Reading passage:
╔══

On December 9, 1976, the following instrument was executed by Nick Parrino, Jr., Mary Parrino, Dennis P. Parrino and Debra L. Parrino:
“In consideration of ONE ($1.00) DOLLAR and other good and valuable consideration the receipt of which is hereby acknowledged paid by “THE CELOTEX CORPORATION, a Delaware Corporation, whose mailing address is P. O. Box 22602, Tampa, Florida 33622, the undersigned do hereby jointly, severally and unconditionally guarantee payment in accordance with said corporation’s terms of sale for all purchases heretofore and hereafter made by
CDS Baton Rouge
Division of American Specialty Corp.
P. O. Box 65287
Baton Rouge, Louisiana 70896
from CRAWFORD DOOR, NORTH AMERICAN DOOR, EDWARDS POWER DOOR, and BUILDERS MANUFACTURING, DIVISIONS OF THE CELO-TEX CORPORATION and further guarantee payment of all indebtedness now existing and owed by said customer to one or more of the said DIVISION(S) OF THE CELOTEX CORPORATION.
“The undersigned expressly waive presentment for payment, notice of nonpayment, default, demand, and notice of protest, and extension or extensions of time of payment granted by DIVISION^) OF THE CELOTEX CORPORATION to said customer.
“It is mutually understood that this is a continuing guarantee and shall remain in full force and effect until written notice of its termination is received by said DIVISION^) OF THE CELOTEX CORPORATION at its address shown above. Notice of acceptance of this guarantee is hereby waived. It is understood that there are no limitations to this undertak*763ing except those expressed herein and after execution no alteration, change or modifications shall be made except by writing signed by the undersigned and the said DIVISION(S) OF THE CELO-TEX CORPORATION.
“The undersigned expressly acknowledge and represent that the sums herein guaranteed are for the use and benefit of said customer in which the undersigned acknowledges a business interest.”
American Specialty Corporation, the principal debtor in the above agreement, became unable to meet its obligations, and Celotex Corporation called upon Nick Parri-no, Jr., and Mary Parrino to pay the account. After negotiation, Nick and Mary Parrino reached the following agreement with Celotex, on November 26, 1979:
“WHEREAS, American Specialty Corporation d/b/a CDS Baton Rouge, has account balances with Celotex Corporation d/b/a Builders Manufacturing and Jim Walter Door on which there is a disputed balance due to accounting and claims of defective materials and workmanship and other matters:
“WHEREAS, Nick Parrino, Jr. and Mary Parrino have a continuing guarantee for the obligation of American Specialty Corporation to Celotex Corporation that in order to settle the dispute between the respective parties hereto, Nick Parrino, Jr. and Mary Parrino have paid this date the sum of Twenty-One Thousand Six Hundred Sixty-six and no/100 ($21,-666.00) dollars by check and agree to pay an additional sum of Sixteen Thousand Two Hundred Fifty and no/100 ($16,-250.00) dollars in full satisfaction of this account in ninety (90) days.
“That Celotex Corporation d/b/a Builders Manufacturing and Jim Walter Door agree to accept the foregoing settlement of this disputed account from its guarantors and agree to release any and all claims it has against Nick Parrino, Jr. and Mary Parrino and American Specialty Corporation when ever this agreement is complied with in full by said guarantors.

╚══

Data excerpts:
╔══

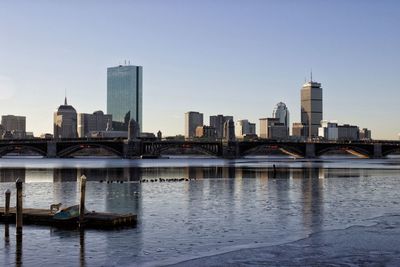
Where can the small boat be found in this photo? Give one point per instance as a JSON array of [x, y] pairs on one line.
[[67, 213]]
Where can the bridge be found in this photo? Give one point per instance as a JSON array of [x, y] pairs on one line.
[[141, 148]]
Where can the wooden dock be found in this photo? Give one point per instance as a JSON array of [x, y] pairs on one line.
[[94, 220]]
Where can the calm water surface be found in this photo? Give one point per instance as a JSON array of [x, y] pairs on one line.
[[226, 205]]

╚══

Tasks and exercises:
**1.** Print the Celotex guarantee text, starting at "On December 9, 1976, the" and ending at "American Specialty Corp.".
**2.** Write the next part of the Celotex guarantee text, picking up after its final sentence.
The rows are separate material from the Celotex guarantee text.

Final answers:
**1.**
On December 9, 1976, the following instrument was executed by Nick Parrino, Jr., Mary Parrino, Dennis P. Parrino and Debra L. Parrino:
“In consideration of ONE ($1.00) DOLLAR and other good and valuable consideration the receipt of which is hereby acknowledged paid by “THE CELOTEX CORPORATION, a Delaware Corporation, whose mailing address is P. O. Box 22602, Tampa, Florida 33622, the undersigned do hereby jointly, severally and unconditionally guarantee payment in accordance with said corporation’s terms of sale for all purchases heretofore and hereafter made by
CDS Baton Rouge
Division of American Specialty Corp.

**2.**
“Further, Celotex Corporation authorizes American Specialty Corporation and Nick Parrino and Mary Parrino to collect all account balances of American Specialty Corporation in which Celotex Corporation d/b/a Builders Manufacturing or Jim Walter Door may have a joint interest. Said Celotex Corporation releasing any claims it has to such monies.”
This suit was filed by Nick and Mary Parrino on December 21, 1979, against Debra Hess Parrino for $10,833.00, alleging the above facts and attaching to their petition the above documents. To the petition, Debra Parrino filed exceptions of no cause and no right of action. After a hearing, the exception of no cause of action was sustained and judgment was signed dismissing plaintiffs’ suit. After a new trial was denied, plaintiffs appealed. Defendant has answered the appeal and in addition took a protective appeal as to the failure of the trial court to rule on her exception of no right of action.
The trial judge rendered no written reasons, but, according to defendant’s brief, found that the parties were not bound in solido, and therefore plaintiffs were precluded from recovery by Article 3058 of the Civil Code, which permits a co-surety who has paid the debt to recover from his co-sureties only if he has paid in consequence of a lawsuit against him.
We note, however, that the parties hereto bound themselves “jointly, severally and unconditionally” for the payment of purchases made by American Specialty Corporation. It is clear that this language created a solidary obligation, not only with the principal debtor but among the sureties themselves. Articles 2082, 2088, Civil Code; Johnson v. Jones-Journet, 320 So.2d 533 (La.1975).
In Louisiana Bank and Trust Co., Crowley v. Boutte, 309 So.2d 274 (La.1975), the court said:
“Among the co-obligors, however, bound in solido, the legal relationships may be governed by the rules of suretyship. Both the simple surety and the solidary surety who pay the debt have a right of *764recourse against the principal debtor. (Citations omitted)
“There are exceptions, and sometimes the relationships among solidary sureties are not governed by the rules of suretyship. A simple surety who pays the whole debt can enforce contribution against the other sureties, but only when he has paid ‘in consequence of a lawsuit instituted against him.’ C. C. 3058. But a solidary surety need not await suit before paying, in order to preserve his right of contribution. There is no reason to require such a delay, since pleas of discussion and division are not available to him.” (Citations omitted)
It seems clear, therefore, that plaintiffs have alleged a cause of action against defendant, and the exception was improperly sustained.
We find no merit in defendant’s arguments that her obligation to plaintiffs is extinguished by confusion and by novation. Neither of those concepts exist in this case.
The judgment appealed from is therefore reversed and set aside, and the case will be remanded to the trial court for further proceedings, in accordance with law. Defendant is granted 15 days from the date on which this judgment becomes final to file her answer.
REVERSED AND REMANDED.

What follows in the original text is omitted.